_THE REQUEST_
Copy the records from the line with "of the bark" through the end of the records, switching "bark texture" to "tree bark" and keeping everything else the same.

_RECORDS FOR PROCESSING_
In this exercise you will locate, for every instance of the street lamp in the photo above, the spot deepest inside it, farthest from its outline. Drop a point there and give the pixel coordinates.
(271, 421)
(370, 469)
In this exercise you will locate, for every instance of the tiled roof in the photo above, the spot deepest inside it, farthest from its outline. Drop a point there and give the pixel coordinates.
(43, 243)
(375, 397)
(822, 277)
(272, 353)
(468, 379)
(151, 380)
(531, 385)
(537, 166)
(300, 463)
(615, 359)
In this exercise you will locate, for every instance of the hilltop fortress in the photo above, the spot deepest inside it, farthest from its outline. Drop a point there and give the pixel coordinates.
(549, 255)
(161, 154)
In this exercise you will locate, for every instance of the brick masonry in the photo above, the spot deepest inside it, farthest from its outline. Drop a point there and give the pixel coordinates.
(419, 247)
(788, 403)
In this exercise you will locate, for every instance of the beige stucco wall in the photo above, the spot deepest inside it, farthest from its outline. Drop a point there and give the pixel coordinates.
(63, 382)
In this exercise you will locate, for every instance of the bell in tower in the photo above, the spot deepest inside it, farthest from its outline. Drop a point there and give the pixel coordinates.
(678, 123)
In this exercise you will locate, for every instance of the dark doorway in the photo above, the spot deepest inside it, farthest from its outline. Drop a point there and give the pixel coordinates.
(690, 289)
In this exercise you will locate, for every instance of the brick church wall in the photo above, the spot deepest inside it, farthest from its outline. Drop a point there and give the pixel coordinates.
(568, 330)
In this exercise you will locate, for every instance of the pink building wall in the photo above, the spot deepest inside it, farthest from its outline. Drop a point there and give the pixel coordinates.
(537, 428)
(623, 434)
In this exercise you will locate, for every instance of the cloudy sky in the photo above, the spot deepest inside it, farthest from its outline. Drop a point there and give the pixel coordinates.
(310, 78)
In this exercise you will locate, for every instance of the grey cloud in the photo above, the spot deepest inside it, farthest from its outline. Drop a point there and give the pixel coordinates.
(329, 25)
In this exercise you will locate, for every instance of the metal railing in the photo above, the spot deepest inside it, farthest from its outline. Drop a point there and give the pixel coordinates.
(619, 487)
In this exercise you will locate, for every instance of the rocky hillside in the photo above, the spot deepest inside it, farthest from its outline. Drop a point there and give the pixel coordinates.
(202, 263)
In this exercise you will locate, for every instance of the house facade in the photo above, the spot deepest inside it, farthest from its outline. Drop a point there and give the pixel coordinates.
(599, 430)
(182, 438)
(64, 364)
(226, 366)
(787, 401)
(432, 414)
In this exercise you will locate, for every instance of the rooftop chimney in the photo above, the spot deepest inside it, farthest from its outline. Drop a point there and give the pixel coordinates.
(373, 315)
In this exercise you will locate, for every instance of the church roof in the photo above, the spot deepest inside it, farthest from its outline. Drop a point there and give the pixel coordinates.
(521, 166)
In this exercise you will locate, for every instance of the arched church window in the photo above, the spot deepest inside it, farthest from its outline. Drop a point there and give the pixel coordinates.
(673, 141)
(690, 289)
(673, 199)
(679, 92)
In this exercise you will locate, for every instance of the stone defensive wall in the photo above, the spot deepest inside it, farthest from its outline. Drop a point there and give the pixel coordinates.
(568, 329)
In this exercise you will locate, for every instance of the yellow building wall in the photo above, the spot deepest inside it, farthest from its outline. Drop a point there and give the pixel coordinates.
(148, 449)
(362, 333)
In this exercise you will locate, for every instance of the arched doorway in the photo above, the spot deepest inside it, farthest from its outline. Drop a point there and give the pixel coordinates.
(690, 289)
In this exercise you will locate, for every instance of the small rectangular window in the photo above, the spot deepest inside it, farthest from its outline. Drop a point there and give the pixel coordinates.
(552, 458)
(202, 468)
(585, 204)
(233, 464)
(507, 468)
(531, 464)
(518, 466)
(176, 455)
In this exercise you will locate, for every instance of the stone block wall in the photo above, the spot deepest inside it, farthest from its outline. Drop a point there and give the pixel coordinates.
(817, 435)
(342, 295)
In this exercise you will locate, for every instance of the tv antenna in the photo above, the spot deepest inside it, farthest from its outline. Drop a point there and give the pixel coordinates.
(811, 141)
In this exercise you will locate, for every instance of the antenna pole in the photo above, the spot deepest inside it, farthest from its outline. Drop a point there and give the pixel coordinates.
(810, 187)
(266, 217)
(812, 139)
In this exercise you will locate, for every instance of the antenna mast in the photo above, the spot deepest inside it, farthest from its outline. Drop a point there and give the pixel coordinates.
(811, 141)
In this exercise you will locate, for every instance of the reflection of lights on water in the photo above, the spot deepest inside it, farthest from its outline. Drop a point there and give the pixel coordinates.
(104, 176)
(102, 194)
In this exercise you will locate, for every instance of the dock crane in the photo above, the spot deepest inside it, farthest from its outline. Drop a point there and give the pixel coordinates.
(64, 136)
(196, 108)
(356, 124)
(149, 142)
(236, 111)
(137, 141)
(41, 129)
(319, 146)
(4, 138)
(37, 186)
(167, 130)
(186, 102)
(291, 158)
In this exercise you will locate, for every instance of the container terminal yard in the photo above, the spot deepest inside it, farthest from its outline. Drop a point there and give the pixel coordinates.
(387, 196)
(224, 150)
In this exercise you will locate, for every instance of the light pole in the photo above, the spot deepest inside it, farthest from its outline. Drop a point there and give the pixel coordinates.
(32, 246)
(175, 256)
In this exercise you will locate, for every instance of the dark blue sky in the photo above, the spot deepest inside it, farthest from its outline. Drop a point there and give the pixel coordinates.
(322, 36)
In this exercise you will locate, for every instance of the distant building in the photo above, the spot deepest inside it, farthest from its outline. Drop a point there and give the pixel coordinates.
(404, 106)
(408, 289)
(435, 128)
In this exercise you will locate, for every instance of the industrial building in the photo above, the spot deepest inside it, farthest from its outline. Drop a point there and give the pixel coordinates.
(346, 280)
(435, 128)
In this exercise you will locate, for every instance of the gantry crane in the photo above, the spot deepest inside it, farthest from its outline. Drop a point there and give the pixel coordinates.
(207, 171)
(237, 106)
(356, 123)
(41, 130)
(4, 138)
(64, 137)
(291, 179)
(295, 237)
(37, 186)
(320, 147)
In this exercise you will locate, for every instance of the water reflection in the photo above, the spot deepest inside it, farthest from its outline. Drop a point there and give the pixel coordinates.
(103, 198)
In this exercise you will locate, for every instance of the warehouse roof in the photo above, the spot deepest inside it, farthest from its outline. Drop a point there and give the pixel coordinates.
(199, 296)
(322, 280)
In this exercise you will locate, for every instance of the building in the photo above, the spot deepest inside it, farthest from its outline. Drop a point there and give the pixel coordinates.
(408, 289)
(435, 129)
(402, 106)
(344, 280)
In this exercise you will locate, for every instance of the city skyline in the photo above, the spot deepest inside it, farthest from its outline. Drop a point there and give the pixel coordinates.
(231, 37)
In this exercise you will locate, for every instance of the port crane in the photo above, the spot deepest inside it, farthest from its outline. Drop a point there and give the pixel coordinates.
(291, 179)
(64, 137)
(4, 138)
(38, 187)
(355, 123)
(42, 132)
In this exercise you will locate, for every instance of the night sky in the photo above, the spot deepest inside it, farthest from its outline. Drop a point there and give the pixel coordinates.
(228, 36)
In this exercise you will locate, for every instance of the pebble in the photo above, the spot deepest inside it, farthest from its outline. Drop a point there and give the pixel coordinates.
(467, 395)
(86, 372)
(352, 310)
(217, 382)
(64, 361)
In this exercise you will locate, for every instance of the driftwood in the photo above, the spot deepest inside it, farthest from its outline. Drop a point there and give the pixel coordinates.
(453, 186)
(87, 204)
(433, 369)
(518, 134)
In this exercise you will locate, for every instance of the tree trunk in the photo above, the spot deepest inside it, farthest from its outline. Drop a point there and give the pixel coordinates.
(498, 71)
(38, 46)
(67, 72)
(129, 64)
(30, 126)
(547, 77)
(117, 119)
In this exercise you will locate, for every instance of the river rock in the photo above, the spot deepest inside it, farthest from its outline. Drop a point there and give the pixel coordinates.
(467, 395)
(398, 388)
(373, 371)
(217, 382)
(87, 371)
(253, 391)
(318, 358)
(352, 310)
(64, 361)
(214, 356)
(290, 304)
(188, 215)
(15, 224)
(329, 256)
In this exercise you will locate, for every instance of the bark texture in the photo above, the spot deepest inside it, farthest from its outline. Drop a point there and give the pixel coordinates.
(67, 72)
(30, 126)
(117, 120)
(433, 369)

_RESPONSE_
In this exercise you will locate, for every instance of the tree bark in the photo above, the spot deepest inside it, farthest from its outline. Drop a point there and give the pixel coordinates.
(67, 72)
(30, 126)
(117, 120)
(433, 369)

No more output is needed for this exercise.